■ **Work request**
Please print the entries below exactly, from the line with "Target fingernail" through the line with "Target distant building", including both of those lines and leaving out all others.

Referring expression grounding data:
%%

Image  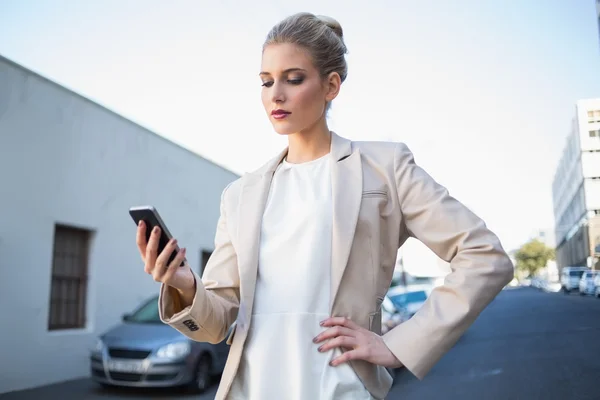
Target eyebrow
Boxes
[259,68,307,76]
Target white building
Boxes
[531,228,556,249]
[0,55,239,394]
[552,98,600,271]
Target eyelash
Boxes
[261,79,304,88]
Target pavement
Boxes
[2,287,600,400]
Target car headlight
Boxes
[156,342,191,359]
[92,339,104,353]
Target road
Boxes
[3,287,600,400]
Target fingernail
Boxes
[153,226,159,233]
[138,221,143,227]
[318,345,323,352]
[329,361,335,366]
[319,320,325,326]
[182,247,187,255]
[313,336,319,343]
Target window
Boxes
[48,225,91,330]
[590,130,598,138]
[200,249,213,275]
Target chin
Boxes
[271,123,298,136]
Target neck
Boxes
[285,118,331,164]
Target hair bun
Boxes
[316,15,344,39]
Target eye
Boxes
[261,81,274,88]
[288,78,304,85]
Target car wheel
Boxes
[190,354,212,393]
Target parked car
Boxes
[594,274,600,298]
[386,286,429,318]
[90,295,231,393]
[560,266,589,293]
[381,295,410,335]
[579,270,599,296]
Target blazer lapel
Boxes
[330,132,363,311]
[236,149,287,330]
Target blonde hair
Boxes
[264,12,349,84]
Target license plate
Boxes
[107,360,144,373]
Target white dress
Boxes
[228,154,373,399]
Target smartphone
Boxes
[129,205,185,267]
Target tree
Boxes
[514,239,555,278]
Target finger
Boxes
[314,326,356,343]
[145,226,161,271]
[136,221,147,259]
[318,335,357,353]
[155,238,179,271]
[330,348,364,367]
[320,316,360,330]
[163,247,187,282]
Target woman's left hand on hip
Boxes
[314,317,403,368]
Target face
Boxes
[260,43,340,135]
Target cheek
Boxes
[293,86,324,113]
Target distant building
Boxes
[532,228,556,248]
[0,55,239,394]
[552,98,600,271]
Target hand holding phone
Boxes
[130,206,196,298]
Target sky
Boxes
[1,1,600,271]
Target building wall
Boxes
[552,118,585,247]
[553,99,600,269]
[0,56,239,393]
[556,224,589,269]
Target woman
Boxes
[136,12,514,400]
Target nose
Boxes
[271,82,285,104]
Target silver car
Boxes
[579,271,599,296]
[90,295,230,393]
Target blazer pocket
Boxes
[362,190,388,198]
[225,321,237,345]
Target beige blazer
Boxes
[159,132,514,400]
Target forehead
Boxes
[260,43,315,74]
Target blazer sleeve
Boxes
[382,142,514,379]
[158,183,240,344]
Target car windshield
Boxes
[570,271,584,277]
[127,296,161,323]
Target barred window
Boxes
[48,225,91,330]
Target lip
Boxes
[271,109,291,120]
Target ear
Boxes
[324,72,342,103]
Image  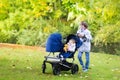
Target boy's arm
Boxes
[77,33,84,38]
[85,31,92,41]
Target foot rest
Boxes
[45,56,61,62]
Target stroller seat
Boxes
[58,34,82,58]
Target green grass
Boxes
[0,47,120,80]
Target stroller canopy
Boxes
[46,33,63,52]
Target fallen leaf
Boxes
[64,74,68,76]
[26,66,32,70]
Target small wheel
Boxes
[42,62,46,73]
[71,64,79,74]
[53,65,61,75]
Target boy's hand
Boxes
[78,34,84,38]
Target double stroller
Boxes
[42,33,82,75]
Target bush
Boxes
[0,30,9,42]
[115,49,120,56]
[17,28,48,46]
[92,43,120,55]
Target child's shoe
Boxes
[83,69,88,72]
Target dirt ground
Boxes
[0,43,45,52]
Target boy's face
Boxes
[80,24,85,30]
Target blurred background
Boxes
[0,0,120,54]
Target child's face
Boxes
[81,24,85,30]
[69,39,75,43]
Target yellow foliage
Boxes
[107,10,114,19]
[46,6,51,11]
[35,13,41,18]
[54,10,62,19]
[101,3,116,21]
[95,24,120,44]
[30,0,50,17]
[43,26,50,33]
[0,3,3,8]
[95,7,102,14]
[40,1,47,6]
[22,0,27,2]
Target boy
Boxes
[77,21,92,72]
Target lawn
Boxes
[0,47,120,80]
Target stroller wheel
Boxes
[53,65,61,75]
[42,62,46,73]
[71,64,79,74]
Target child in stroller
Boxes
[63,39,76,52]
[42,33,82,75]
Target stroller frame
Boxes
[42,52,79,75]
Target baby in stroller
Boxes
[42,33,82,75]
[63,39,76,52]
[58,39,76,59]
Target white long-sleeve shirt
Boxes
[77,29,92,52]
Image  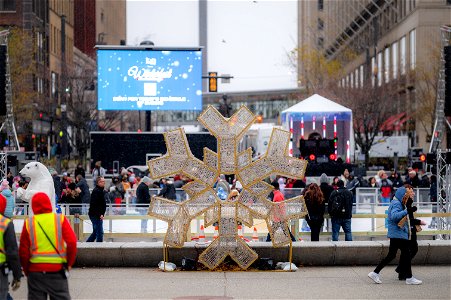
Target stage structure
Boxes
[147,105,308,270]
[281,94,353,162]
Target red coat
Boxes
[273,190,285,222]
[19,193,77,275]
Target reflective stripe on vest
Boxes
[0,215,11,263]
[26,213,67,264]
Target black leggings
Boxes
[306,218,324,241]
[374,238,412,278]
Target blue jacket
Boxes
[2,189,14,218]
[387,197,409,240]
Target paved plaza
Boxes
[8,265,451,299]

%%

■ **Response below**
Target fingernail
Boxes
[153,226,159,233]
[138,221,143,227]
[318,345,323,352]
[329,361,335,366]
[319,320,325,326]
[182,247,187,255]
[313,336,319,343]
Target window
Boxes
[48,225,91,330]
[590,130,598,138]
[200,249,213,275]
Target chin
Boxes
[271,123,298,136]
Target neck
Boxes
[285,118,331,164]
Target hair bun
Boxes
[316,15,344,39]
Target eye
Boxes
[261,81,274,88]
[288,78,304,85]
Target car wheel
Boxes
[190,354,212,393]
Target parked car
Boxes
[594,274,600,298]
[386,286,429,318]
[90,295,231,393]
[560,266,589,293]
[381,295,410,335]
[579,270,599,296]
Target blazer lapel
Boxes
[330,132,363,311]
[236,149,287,330]
Target blonde hair
Boxes
[264,12,349,84]
Target license plate
Boxes
[107,360,144,373]
Target white dress
Boxes
[228,154,373,399]
Target smartphone
Boxes
[129,205,185,267]
Target tree
Boxes
[514,239,555,278]
Target finger
Boxes
[314,326,356,343]
[145,226,161,271]
[136,221,147,259]
[318,335,357,353]
[155,238,179,271]
[330,348,364,367]
[320,316,360,330]
[163,247,187,282]
Target woman's left hand on hip
Boxes
[314,317,403,368]
Target face
Boxes
[260,43,340,135]
Target cheek
Boxes
[293,86,324,113]
Target distant building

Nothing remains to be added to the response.